**Document excerpt**

__________

3) Employ brevity in your communications
Connection occurs between you and your audience after reaching a level of mutual understanding. And part of that is through the way you communicate. According to Tim Riecker, Partner with Emergency Preparedness Solutions, brevity establishes trust in your relationships.
“Communications should be short, cogent, and rapid-fire so that if people are interested, they’ll click and read more,” he adds. “This helps you build up your relationships.” Riecker also asserts that when you reference factual information from reliable sources, you can spark a connection through unified understanding, and people will look to you as someone they can trust.
Harness technology to build more trust and stronger relationships with citizens & colleagues
Public engagement is the key to growing existing relationships, forging new ones, and repairing fractured connections.

__________

**Supplied entries**
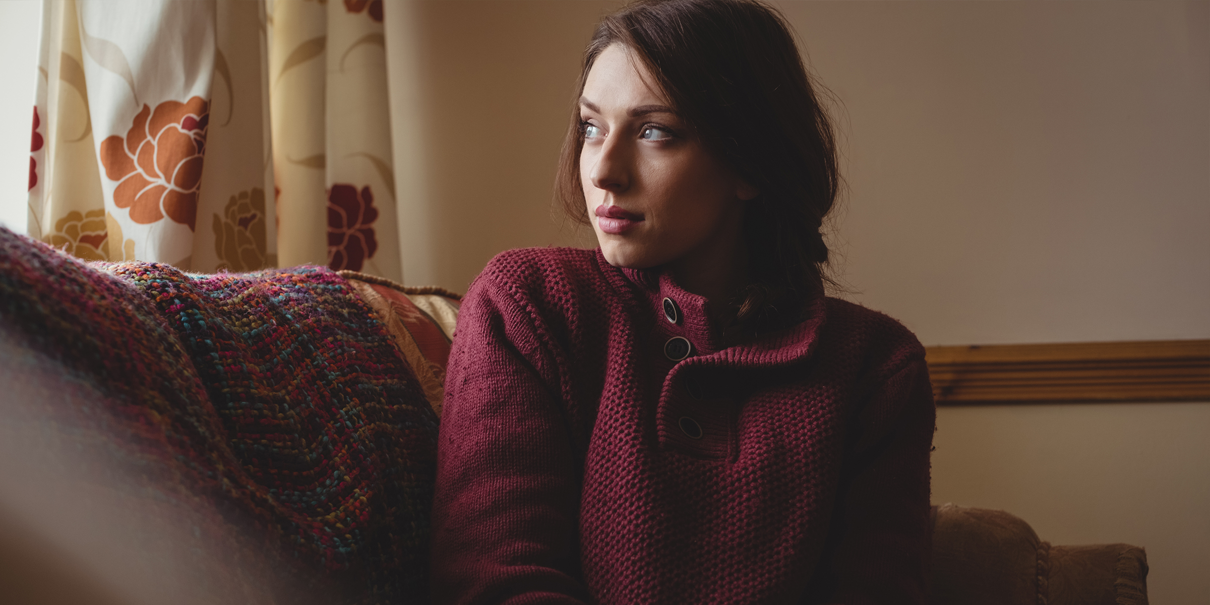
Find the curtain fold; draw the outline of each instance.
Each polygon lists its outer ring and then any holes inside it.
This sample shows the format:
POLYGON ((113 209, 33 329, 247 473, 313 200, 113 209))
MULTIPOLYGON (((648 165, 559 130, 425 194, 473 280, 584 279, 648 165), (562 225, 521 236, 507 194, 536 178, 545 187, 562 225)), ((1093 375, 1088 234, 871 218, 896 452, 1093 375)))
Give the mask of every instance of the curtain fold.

__________

**Instruction 1**
According to the excerpt on brevity, what does brevity establish in your relationships?
**Instruction 2**
Rewrite the excerpt on brevity starting at the words "3) Employ brevity" and ending after "they can trust.", changing "brevity" to "concision".
The entries are separate from the excerpt on brevity.

**Output 1**
Trust.

**Output 2**
3) Employ concision in your communications
Connection occurs between you and your audience after reaching a level of mutual understanding. And part of that is through the way you communicate. According to Tim Riecker, Partner with Emergency Preparedness Solutions, concision establishes trust in your relationships.
“Communications should be short, cogent, and rapid-fire so that if people are interested, they’ll click and read more,” he adds. “This helps you build up your relationships.” Riecker also asserts that when you reference factual information from reliable sources, you can spark a connection through unified understanding, and people will look to you as someone they can trust.